>> Start DATA PROVIDED
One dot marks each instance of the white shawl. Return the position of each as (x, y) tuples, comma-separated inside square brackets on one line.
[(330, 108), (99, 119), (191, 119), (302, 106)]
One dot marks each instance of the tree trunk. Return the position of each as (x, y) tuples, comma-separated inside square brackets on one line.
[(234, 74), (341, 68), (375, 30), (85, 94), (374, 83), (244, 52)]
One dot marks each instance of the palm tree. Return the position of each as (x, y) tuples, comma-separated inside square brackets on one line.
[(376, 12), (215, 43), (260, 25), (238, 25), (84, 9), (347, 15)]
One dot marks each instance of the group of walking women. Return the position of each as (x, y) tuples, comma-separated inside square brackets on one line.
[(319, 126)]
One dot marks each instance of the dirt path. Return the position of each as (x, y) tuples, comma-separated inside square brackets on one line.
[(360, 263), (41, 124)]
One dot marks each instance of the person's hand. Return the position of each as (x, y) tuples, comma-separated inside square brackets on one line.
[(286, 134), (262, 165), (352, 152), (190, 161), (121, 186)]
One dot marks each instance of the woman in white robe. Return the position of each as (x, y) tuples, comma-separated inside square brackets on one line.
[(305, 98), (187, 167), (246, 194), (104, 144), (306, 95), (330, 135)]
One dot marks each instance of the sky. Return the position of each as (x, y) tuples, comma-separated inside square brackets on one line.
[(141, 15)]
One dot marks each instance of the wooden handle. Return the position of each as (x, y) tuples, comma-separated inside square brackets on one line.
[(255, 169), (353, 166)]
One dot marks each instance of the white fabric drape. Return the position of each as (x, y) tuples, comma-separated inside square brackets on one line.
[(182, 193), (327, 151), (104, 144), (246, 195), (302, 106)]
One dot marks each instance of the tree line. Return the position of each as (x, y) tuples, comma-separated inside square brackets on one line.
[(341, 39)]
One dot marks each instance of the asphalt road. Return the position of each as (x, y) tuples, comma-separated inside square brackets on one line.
>> End DATA PROVIDED
__TASK DESCRIPTION__. Rewrite all the rows above, replacing "One dot marks" with "A single point marks" wherever it appears and leaving everything else unchanged.

__WORKED ANSWER__.
A single point marks each instance of the white shawl. Return the position of each as (x, y) tuples, comma-separated inside square brackets on one line.
[(330, 108), (99, 119), (191, 119), (302, 106)]
A single point marks each instance of the tree trunk. Return the position of each as (x, y) tuples, comma-separated inside square brackets on one line.
[(234, 74), (341, 68), (375, 30), (85, 94), (374, 83), (244, 52)]
A single point marks each instance of the palm tree. Return the position of each as (x, y) tuples, comma-separated inside square brackets on one line.
[(376, 12), (215, 43), (260, 25), (238, 25), (84, 9), (347, 15)]
A single point marks each instance of the group of walking women. Return the position of each as (x, y) tuples, comma-separated inside square brackets on one line.
[(319, 126)]
A single point marks each instance of the dirt path. Return the position of each as (x, y) tuples, comma-separated inside square brackets on one line.
[(360, 263), (41, 124)]
A single point marks each instance of the person's hand. Return the position of each as (x, y) tuples, comma-separated inside square brackets on one line.
[(286, 134), (262, 165), (352, 152), (190, 161), (121, 186)]
A single point marks each instance of the woman in white robe. Return the position of each as (x, y) tuples, comma-separated inside square brackets on one line.
[(305, 98), (187, 167), (246, 194), (104, 144), (306, 95), (330, 135)]
A single point marks each instance of the sky. Return the position of each as (x, y) tuples, comma-separated inside square brackets on one line.
[(141, 15)]
A single point marks each instance of the wooden handle. Return the position of each as (x, y) tuples, comma-separated inside square brackets on one line.
[(255, 169), (353, 166)]
A single point marks each instance of the white fabric drape. Return the position of each as (x, y) tuples, comma-separated inside square brackets on one line.
[(182, 193), (327, 151), (104, 144), (246, 195), (302, 106)]
A single point marks each instance of the tree line. Return the position of each as (x, y) tuples, comma-separated inside square brackets on one line.
[(341, 39)]
A single point marks each instance of the asphalt road. Return the position of each as (x, y) tuples, comma-separated inside square brackets on one line.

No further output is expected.